## [Extract provided]
===

Many of those real people, possibly including you and your clients, likely did not expect the market environment we saw in 2022. It also probably didn’t fit nicely within a financial plan.

As a systematic investing firm, Blueprint Investment Partners and our investment process has no expectations. In fact, our only expectation is that our process will be executed with intense discipline and focus.

This doesn’t mean that we like bear markets. The reality is that our team, as humans, are just as prone to emotional biases about the market as anyone. Fortunately, our systematic investment process is not.

In this month’s Co-Founders’ Note, we discuss our systematic investing process in the context of 2022’s market environment. While the short-term destination is out of our hands, we think we have more control over the long-term outcome and the ride to get there. In our estimation, utilizing a rules-based process provides financial advisors and their clients with a more pleasant experience and path.

But first, here’s a summary of our take on what transpired in the markets in December.

Asset-Level Overview: Market Talking Points for Financial Advisors

Equities & Real Estate

In last month’s Co-Founders’ Note we cautioned that despite increases off the October low, U.S. equities had not yet broken the declining trendline of 2022, and thus it would be difficult to classify any rally as significant. Indeed, the promise of a prolonged Santa Claus rally was dashed after November’s strong close resulted in yet another failed high in December. The December decline is enough to send U.S. equities back into a downtrend in the intermediate timeframe, joining the long-term downtrend. Our portfolios will move further underweight in response.

===

## [Data records]
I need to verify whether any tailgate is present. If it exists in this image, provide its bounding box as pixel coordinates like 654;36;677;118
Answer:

===

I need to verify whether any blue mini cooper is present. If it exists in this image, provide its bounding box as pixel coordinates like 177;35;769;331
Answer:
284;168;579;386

===

## [Required task]
Can you turn the paragraph of the market commentary that begins "In last month's Co-Founders' Note" into a short bulleted list of its main facts?

## [The completed task]
- Last month's note warned that U.S. equities had risen from the October low but had not broken the declining trendline of 2022, so no rally could yet be called significant.
- The hoped-for prolonged Santa Claus rally did not happen. After November's strong close, December brought another failed high.
- The December decline puts U.S. equities back into a downtrend in the intermediate timeframe, in addition to the long-term downtrend.
- In response, the portfolios will move further underweight.